Stated exercise 1 →
Please count how many lines of the records contain the string "tattooed", matching case exactly, and reply with the number alone.

Excerpted text →
Once again, I do challenge you to describe how you would approach this problem....what would you do if your dog growled and snapped at you if you came close to his food bowl ?

Most involved in this discussion may or may not have real life experience with this problem...as I have stated ..I had a similar experience with my first dog....I'll take full responsibility for the dog's behavior hence I corrected the dog's behavior....it literally took me 1.5 seconds and I was able to witness the efficacy of my correction immediately and for the following 10 years...never again...did we cross that bridge again.

I also wonder if some folks professing the trade up version as the cure for a 2 year old growler and snapper..would ever test their results or more likely...just give the dog more "room" so as never to see if their method actually worked.....as I said earlier..letting the dog determine the boundaries sounds ineffective and a recipe for pending disaster.

What I did worked...immediately....maybe I was just lucky...or maybe I simply reestablished the boundaries.


SuperG


----------



## VTGirlT (May 23, 2013)

simba405 said:


> If the dog is guarding something you seriously think the dog will listen to your drop it command? Let's say by some act of God the dog listens and you take the item away. Do you think the dog will listen next time since all you did was take his item away?
> 
> *Like I said, you sound like someone who has never dealt with the problem and just speaking out of their you know what....*


I'm sorry but, this is just rude..  llombardo has helped me and gave advice before, if you don't like advice or what someone is saying and offering to you than don't take it. You certainly don't have to be rude about it.


----------



## simba405 (Mar 14, 2013)

SuperG said:


> I assume all folks involved in this friendly debate over different methods can all comprehend....so let's keep it friendly and be civil.
> 
> Once again, I do challenge you to describe how you would approach this problem....what would you do if your dog growled and snapped at you if you came close to his food bowl ?


Simple. I'd start hand feeding all the meals for awhile. Then i would add a little bit into his food bowl. Once he finishes I reach my hands into the bowl and give him more. Do this until the dog is fed. If the dog is completely comfortable then I give the full meal in the bowl and will walk by time to time, reach down and add a treat and be on my way. If the dog starts eating fast or body stiffens or growls then i go back one step. Dog needs to learn that you're not taking anything away. If anything his tail should wag because you coming close means good things for the dog. If dog still refuses to guard then I would correct the dog so hard bystanders might call animal control on me. First try to alter how the dog views you and if that doesn't work then punish the dog.

Data records →

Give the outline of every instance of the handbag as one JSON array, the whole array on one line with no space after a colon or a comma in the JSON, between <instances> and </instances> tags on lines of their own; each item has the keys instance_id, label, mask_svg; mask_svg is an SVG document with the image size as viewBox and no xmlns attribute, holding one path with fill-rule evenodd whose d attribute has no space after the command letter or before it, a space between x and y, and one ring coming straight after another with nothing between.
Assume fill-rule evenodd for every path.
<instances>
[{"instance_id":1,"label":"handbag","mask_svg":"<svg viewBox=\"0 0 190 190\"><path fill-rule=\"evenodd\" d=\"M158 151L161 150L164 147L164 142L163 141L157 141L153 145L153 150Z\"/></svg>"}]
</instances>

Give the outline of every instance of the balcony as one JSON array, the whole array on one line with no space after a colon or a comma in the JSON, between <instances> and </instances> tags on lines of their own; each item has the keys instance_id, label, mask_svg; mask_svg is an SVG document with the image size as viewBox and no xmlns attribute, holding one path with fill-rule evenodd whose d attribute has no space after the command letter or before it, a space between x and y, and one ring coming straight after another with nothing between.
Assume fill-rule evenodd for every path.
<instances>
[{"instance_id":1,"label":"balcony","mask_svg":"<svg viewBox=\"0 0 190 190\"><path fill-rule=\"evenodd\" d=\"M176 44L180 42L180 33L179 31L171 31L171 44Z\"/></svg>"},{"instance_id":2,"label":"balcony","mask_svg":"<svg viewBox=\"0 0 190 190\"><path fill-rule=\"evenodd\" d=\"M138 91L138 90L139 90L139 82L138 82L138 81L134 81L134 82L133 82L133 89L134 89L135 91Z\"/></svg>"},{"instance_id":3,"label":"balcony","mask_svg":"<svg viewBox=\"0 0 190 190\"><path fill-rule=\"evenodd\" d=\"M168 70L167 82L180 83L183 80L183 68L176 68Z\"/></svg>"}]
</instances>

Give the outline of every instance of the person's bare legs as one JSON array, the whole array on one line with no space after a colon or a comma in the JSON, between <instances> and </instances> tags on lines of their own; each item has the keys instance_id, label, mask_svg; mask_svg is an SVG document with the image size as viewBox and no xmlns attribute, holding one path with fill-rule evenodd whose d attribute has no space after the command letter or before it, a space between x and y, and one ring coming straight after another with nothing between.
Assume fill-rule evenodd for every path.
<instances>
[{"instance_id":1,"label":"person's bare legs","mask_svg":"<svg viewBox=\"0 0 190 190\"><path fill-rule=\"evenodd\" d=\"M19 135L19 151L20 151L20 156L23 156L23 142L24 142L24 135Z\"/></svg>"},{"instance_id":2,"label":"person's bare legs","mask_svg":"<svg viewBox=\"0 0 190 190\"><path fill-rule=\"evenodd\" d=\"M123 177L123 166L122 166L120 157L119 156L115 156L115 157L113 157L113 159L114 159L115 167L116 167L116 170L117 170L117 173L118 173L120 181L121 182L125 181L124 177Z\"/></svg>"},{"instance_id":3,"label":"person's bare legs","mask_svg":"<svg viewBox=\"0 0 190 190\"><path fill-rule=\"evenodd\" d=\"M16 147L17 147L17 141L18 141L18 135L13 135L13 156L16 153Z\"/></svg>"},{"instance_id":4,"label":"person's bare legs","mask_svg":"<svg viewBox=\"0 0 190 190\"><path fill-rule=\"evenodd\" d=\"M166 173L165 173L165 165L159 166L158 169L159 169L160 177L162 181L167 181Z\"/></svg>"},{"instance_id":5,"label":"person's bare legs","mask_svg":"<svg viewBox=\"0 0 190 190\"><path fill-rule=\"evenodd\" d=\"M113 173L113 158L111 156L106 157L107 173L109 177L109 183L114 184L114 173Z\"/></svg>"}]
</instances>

==

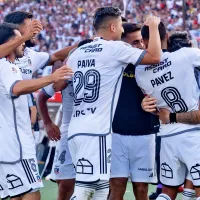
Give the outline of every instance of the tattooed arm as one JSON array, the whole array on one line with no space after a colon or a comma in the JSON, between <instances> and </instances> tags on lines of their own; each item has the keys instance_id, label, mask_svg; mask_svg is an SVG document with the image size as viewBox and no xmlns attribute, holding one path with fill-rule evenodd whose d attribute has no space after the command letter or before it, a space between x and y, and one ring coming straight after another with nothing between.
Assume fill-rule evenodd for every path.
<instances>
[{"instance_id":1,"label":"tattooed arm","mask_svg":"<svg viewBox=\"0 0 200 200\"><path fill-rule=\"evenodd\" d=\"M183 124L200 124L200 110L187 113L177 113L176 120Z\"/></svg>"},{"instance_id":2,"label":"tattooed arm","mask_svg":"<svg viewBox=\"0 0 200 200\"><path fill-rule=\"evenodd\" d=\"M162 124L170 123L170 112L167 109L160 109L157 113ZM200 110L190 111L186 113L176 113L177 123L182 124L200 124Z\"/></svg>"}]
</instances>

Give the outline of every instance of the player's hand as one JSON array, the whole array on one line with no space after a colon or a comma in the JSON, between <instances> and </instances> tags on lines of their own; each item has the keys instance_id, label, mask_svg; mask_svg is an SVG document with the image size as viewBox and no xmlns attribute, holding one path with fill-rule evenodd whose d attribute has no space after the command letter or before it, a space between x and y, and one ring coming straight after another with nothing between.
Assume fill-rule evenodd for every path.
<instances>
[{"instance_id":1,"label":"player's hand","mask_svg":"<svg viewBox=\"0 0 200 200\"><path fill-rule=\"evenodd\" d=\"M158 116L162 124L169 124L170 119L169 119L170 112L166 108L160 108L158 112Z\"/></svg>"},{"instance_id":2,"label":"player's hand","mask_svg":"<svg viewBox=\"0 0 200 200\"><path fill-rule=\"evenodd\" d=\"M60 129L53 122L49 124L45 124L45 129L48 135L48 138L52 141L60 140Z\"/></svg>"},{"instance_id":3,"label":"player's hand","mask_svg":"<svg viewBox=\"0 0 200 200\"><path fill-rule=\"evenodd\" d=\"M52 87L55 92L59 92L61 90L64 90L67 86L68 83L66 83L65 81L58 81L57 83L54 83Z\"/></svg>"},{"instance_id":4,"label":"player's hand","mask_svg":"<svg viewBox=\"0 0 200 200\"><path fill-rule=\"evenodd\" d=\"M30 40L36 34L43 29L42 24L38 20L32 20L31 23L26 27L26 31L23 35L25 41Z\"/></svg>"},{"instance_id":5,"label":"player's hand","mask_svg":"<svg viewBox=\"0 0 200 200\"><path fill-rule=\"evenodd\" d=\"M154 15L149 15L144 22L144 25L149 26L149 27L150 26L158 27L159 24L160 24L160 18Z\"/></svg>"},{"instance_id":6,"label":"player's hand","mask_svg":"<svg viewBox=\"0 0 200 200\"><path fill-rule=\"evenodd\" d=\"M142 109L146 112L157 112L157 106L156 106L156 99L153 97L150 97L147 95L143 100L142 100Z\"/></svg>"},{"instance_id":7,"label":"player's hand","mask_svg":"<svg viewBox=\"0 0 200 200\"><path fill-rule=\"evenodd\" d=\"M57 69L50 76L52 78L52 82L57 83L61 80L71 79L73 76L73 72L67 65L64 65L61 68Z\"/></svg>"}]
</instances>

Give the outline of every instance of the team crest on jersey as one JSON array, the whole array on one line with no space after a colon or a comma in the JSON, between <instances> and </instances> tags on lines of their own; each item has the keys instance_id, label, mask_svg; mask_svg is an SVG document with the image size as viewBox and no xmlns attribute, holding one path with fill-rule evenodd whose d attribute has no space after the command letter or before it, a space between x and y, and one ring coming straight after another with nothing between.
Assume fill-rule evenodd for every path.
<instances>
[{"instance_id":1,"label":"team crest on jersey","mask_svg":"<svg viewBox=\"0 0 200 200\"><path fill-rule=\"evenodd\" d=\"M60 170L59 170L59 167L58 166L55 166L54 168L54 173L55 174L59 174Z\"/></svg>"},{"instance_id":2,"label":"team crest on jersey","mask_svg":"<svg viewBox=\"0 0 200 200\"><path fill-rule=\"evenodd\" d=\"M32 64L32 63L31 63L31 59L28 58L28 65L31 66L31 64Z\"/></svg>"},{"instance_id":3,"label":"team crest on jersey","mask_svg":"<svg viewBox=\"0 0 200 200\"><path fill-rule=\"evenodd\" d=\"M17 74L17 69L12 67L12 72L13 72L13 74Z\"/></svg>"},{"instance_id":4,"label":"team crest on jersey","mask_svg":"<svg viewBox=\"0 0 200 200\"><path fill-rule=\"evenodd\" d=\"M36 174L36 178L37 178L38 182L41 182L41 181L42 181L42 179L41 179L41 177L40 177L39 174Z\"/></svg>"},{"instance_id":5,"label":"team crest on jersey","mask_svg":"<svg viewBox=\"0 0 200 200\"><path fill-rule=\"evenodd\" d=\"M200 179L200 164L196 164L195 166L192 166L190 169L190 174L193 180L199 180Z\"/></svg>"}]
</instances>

Stated exercise 2 →
In the dog training thread, how long did SuperG say it took to correct the first dog's behavior?

Exercise output 1 →
2

Exercise output 2 →
1.5 seconds.